*PROBLEM DESCRIPTION*: Please return the full listing below without altering anything.

*PROVIDED DATA*:
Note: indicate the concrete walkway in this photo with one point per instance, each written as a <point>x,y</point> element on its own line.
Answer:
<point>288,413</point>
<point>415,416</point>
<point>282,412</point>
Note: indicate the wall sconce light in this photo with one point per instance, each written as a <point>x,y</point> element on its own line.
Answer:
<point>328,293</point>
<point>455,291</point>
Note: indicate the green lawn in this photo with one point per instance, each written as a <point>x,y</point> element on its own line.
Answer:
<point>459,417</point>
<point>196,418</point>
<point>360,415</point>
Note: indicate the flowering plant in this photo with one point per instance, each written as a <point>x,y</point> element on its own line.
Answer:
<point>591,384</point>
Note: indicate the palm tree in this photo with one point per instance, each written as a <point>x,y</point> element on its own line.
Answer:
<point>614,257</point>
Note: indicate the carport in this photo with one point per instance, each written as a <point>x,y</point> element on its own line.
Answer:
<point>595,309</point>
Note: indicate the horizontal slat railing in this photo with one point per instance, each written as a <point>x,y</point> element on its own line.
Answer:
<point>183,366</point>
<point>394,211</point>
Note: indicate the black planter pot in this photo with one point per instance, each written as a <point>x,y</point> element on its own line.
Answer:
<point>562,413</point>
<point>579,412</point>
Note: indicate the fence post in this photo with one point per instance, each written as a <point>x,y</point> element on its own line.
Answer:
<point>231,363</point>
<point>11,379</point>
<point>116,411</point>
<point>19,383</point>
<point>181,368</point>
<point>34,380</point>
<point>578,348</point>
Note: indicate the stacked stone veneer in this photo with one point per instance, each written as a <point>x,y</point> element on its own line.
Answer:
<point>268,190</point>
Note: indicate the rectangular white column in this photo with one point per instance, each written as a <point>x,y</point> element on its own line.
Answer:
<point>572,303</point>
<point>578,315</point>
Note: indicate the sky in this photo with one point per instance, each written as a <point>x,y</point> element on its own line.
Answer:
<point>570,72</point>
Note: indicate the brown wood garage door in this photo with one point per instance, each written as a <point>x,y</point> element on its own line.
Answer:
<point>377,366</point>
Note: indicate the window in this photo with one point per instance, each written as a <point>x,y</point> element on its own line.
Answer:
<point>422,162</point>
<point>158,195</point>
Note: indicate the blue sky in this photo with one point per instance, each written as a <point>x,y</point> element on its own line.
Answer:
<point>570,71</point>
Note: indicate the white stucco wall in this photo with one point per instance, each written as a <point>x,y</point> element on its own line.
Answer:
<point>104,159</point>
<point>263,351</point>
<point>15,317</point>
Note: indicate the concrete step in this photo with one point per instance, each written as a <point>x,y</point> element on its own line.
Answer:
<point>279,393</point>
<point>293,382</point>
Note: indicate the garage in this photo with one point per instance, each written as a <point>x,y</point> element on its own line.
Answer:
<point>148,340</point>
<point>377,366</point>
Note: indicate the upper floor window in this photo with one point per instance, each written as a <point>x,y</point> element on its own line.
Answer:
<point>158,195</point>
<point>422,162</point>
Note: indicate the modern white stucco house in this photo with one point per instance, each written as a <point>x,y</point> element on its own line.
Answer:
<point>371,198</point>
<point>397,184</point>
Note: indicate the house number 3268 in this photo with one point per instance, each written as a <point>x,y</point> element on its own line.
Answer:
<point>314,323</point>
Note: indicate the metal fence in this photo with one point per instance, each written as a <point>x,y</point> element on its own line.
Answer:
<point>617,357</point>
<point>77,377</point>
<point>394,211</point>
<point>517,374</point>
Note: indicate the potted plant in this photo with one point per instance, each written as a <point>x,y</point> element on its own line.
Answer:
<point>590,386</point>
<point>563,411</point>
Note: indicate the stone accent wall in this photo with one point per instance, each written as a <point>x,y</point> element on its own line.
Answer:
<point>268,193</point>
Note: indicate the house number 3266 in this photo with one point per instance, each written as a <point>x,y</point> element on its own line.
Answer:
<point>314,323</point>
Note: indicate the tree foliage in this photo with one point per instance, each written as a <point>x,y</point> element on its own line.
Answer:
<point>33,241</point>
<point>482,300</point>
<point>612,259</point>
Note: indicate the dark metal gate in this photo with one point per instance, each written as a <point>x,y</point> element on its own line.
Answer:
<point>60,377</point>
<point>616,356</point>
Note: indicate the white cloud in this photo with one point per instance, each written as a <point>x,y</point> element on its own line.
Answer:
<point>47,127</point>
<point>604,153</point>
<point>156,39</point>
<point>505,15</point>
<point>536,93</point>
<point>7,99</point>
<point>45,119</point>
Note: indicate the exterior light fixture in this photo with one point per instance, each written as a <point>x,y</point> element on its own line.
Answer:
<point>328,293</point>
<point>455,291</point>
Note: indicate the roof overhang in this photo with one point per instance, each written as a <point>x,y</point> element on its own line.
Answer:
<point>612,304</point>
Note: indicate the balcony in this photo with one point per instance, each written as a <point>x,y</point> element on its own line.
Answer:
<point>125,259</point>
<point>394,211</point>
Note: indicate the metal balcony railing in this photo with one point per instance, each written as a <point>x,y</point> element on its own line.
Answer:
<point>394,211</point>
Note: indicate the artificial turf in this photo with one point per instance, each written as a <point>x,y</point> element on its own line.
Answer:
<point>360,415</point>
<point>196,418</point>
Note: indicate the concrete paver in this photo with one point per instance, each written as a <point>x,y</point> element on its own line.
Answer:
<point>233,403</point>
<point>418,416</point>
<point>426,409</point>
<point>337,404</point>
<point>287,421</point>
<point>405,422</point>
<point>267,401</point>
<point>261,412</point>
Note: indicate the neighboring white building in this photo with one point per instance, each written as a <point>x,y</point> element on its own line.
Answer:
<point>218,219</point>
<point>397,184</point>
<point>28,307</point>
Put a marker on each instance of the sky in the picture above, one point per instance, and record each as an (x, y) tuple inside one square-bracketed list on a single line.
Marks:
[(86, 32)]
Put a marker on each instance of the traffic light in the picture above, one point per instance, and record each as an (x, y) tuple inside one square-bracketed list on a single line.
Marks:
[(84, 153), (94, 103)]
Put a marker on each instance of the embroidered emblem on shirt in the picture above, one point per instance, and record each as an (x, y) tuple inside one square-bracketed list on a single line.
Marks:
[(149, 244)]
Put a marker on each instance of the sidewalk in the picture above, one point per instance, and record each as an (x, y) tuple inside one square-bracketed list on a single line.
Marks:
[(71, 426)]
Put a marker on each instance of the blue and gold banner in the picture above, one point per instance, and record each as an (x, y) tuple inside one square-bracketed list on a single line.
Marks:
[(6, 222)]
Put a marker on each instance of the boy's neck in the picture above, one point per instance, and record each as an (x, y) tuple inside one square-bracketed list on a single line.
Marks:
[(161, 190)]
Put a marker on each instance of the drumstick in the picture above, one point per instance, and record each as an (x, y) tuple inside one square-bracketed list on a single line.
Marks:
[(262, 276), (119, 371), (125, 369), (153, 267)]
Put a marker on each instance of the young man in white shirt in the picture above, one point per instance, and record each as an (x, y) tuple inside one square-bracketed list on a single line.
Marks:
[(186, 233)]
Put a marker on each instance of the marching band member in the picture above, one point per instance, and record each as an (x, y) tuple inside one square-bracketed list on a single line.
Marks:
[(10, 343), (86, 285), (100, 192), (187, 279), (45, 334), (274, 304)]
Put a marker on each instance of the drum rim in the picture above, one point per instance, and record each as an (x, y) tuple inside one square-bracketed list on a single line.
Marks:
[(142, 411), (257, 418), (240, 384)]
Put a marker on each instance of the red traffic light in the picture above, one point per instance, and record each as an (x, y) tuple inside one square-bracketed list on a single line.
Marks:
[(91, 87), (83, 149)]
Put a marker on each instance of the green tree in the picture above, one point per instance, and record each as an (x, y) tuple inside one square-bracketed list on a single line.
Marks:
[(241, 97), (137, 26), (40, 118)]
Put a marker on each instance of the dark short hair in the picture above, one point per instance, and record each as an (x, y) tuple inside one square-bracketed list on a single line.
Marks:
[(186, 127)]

*SOLUTION TO THE PROBLEM*:
Note: indicate the concrete walkway in this photo with one point per instance, each written as a <point>x,y</point> element on its own line.
Answer:
<point>288,413</point>
<point>415,416</point>
<point>282,412</point>
Note: indicate the wall sconce light in this photo with one point per instance, each written as a <point>x,y</point> element on its own line.
Answer:
<point>328,293</point>
<point>455,291</point>
Note: indicate the green lawn in this photo with one point per instance, each written as a <point>x,y</point> element on its own line.
Answer:
<point>459,417</point>
<point>196,418</point>
<point>360,415</point>
Note: indicate the flowering plant in this photo with one point per instance, each written as a <point>x,y</point> element on its own line.
Answer:
<point>591,384</point>
Note: indicate the palm tree in this photo with one point per instance, each written as a <point>x,y</point> element on its own line.
Answer:
<point>614,257</point>
Note: indicate the carport in this photo with one point per instance, each written as a <point>x,y</point> element on its own line.
Answer:
<point>595,309</point>
Note: indicate the horizontal slat railing in this photo with one point per instance, each written as a <point>x,y</point> element on its own line.
Answer:
<point>183,366</point>
<point>394,211</point>
Note: indicate the black planter pot in this photo with one point per instance, each written as a <point>x,y</point> element on its own line.
Answer:
<point>562,413</point>
<point>579,412</point>
Note: indicate the fence post in this photo with one point per instance, each written as a <point>x,y</point> element on its own line.
Answer:
<point>231,363</point>
<point>11,379</point>
<point>116,411</point>
<point>19,383</point>
<point>181,368</point>
<point>34,380</point>
<point>578,348</point>
Note: indicate the stacked stone veneer in this photo with one point per instance, each written as a <point>x,y</point> element on its own line.
Answer:
<point>268,190</point>
Note: indicate the rectangular white column in this photo with one point per instance, each written as a <point>x,y</point> element on its own line.
Answer:
<point>572,303</point>
<point>578,315</point>
Note: indicate the sky in this photo with one point per instance, each written as a <point>x,y</point> element on its own line.
Answer:
<point>570,72</point>
Note: indicate the brown wood garage door in this photo with one point per instance, each written as a <point>x,y</point> element on its own line.
Answer:
<point>377,366</point>
Note: indicate the window in this photo with one point per instance, each written as a <point>x,y</point> element on its own line.
Answer:
<point>422,162</point>
<point>158,195</point>
Note: indicate the blue sky in this photo with one point per instance, each written as a <point>x,y</point> element on its own line.
Answer:
<point>570,71</point>
Note: indicate the white stucco wall in this photo with one point per instance, each written as a <point>x,y</point> element on its own line.
Answer:
<point>104,159</point>
<point>263,351</point>
<point>15,317</point>
Note: indicate the concrete step in this photo with one point per instance, each written as a <point>x,y</point> element on its own line.
Answer:
<point>279,393</point>
<point>293,382</point>
Note: indicate the garage in this photo with one point per instance, each written as a <point>x,y</point> element on its own line.
Answer:
<point>148,340</point>
<point>377,366</point>
Note: indicate the upper floor window in this photo with one point per instance, each written as a <point>x,y</point> element on its own line.
Answer:
<point>158,195</point>
<point>422,162</point>
Note: indicate the modern white stucco house in this photo with one point per instance, each written as a <point>x,y</point> element on its own line.
Answer:
<point>371,198</point>
<point>397,184</point>
Note: indicate the house number 3268 in this photo with one point per instance, each written as a <point>x,y</point> element on its own line.
Answer:
<point>314,323</point>
Note: indicate the metal fence in this photo with one point per instance, each written as a <point>x,y</point> element on its own line.
Answer:
<point>617,357</point>
<point>77,377</point>
<point>394,211</point>
<point>517,374</point>
Note: indicate the potted plant in this photo with one point per instance, each written as a <point>x,y</point> element on its own line.
Answer:
<point>590,386</point>
<point>563,411</point>
Note: indicate the stone accent wall in this photo with one point per instance, each written as a <point>x,y</point> element on its own line.
Answer:
<point>268,193</point>
Note: indicate the house number 3266 in this photo with one point per instance, each written as a <point>x,y</point> element on its own line.
Answer:
<point>314,323</point>
Note: indicate the tree foliage in this photo with one point per instance, each written as a <point>x,y</point> element on its own line.
Answer:
<point>33,241</point>
<point>482,300</point>
<point>612,259</point>
Note: indicate the dark metal gate in this photo with one point per instance, each written as a <point>x,y</point> element on its own line.
Answer:
<point>60,377</point>
<point>616,356</point>
Note: indicate the white cloud in this photo with one point per instance, each written as a <point>x,y</point> element on its own line.
Answer:
<point>47,127</point>
<point>604,153</point>
<point>156,39</point>
<point>505,15</point>
<point>536,93</point>
<point>7,99</point>
<point>45,119</point>
Note: indicate the exterior light fixture in this photo with one point per instance, each written as a <point>x,y</point> element on its own line.
Answer:
<point>328,293</point>
<point>455,291</point>
Note: indicate the roof overhang in this photo with one point per instance, each written as a <point>x,y</point> element on its own line.
Answer:
<point>612,304</point>
Note: indicate the balcony in this photo with one point per instance, each written as a <point>x,y</point> element on its own line.
Answer:
<point>125,259</point>
<point>394,211</point>
Note: indicate the metal balcony railing in this photo with one point per instance, each written as a <point>x,y</point> element on its own line.
Answer:
<point>394,211</point>
Note: indicate the artificial turf in this photo with one point per instance, each written as a <point>x,y</point> element on its own line.
Answer:
<point>360,415</point>
<point>196,418</point>
Note: indicate the concrete paver in this photo with one point per instance, each written as a <point>x,y</point> element on its own line.
Answer:
<point>233,403</point>
<point>418,416</point>
<point>426,409</point>
<point>337,404</point>
<point>287,421</point>
<point>405,422</point>
<point>267,401</point>
<point>261,412</point>
Note: indicate the neighboring white building in this photo with one point per instance, each written as a <point>x,y</point> element on its own line.
Answer:
<point>218,219</point>
<point>397,184</point>
<point>28,307</point>
Put a marker on each instance of the sky in the picture above, one point per instance, and record each as an (x, y) tuple inside one square-bracketed list on a single line.
Marks:
[(86, 32)]
Put a marker on each instance of the traffic light in the picture above, one point per instance, and record each as an (x, y) tuple inside one square-bracketed list on a single line.
Marks:
[(84, 153), (94, 103)]
Put a marker on each instance of the embroidered emblem on shirt in the picture above, one point per instance, and record each as an (x, y) tuple inside one square-bracketed list on a single line.
Marks:
[(149, 244)]
Put a marker on each instance of the sidewalk in the picture above, one point per instance, and record each as an (x, y) tuple inside one square-bracketed list on a single line.
Marks:
[(71, 426)]
Put a marker on each instance of the blue and gold banner in the picture above, one point per instance, and record each as an (x, y) tuple inside one square-bracketed list on a single line.
Marks:
[(6, 222)]
Put a marker on each instance of the boy's neck in the picture above, one point per instance, and record each as an (x, y) tuple inside one square-bracketed list on a single line.
Marks:
[(161, 190)]
Put a marker on each instance of the drumstick in the picture above, one point per instance, and record each as an (x, y) tuple inside one square-bracketed list on a single line.
Marks:
[(262, 276), (119, 371), (125, 369), (153, 267)]
Put a marker on each instance of the young man in white shirt in the picture above, one point per instance, and record each as an (x, y) tuple inside one square-bracketed list on a single line.
Marks:
[(186, 233)]
Put a marker on each instance of the marching band member in the picture above, one point per instance, and record each as an (x, y) tuple inside one square-bracketed list on a single line.
Marks:
[(10, 343), (86, 285), (100, 192), (187, 279), (45, 334), (274, 304)]
Put a marker on each instance of the drum rim in the picture above, one point per instance, and record each as an (x, y) tuple inside one square-bracketed list on a single line.
Marks:
[(142, 411), (257, 418), (240, 384)]
Put a marker on each instance of the red traffic light in the picture above, one point per instance, and record each as an (x, y) tuple inside one square-bracketed list on a single line.
Marks:
[(91, 87), (83, 149)]
Put a marker on each instance of the green tree in the picture above, one point per instance, and record each as an (x, y) tuple inside one square-bracketed list on a single line.
Marks:
[(241, 97), (137, 26), (40, 118)]
Put a marker on each instance of the dark short hair in the picture above, one point per instance, and record each as an (x, y) tuple inside one square-bracketed list on a single line.
Marks:
[(186, 127)]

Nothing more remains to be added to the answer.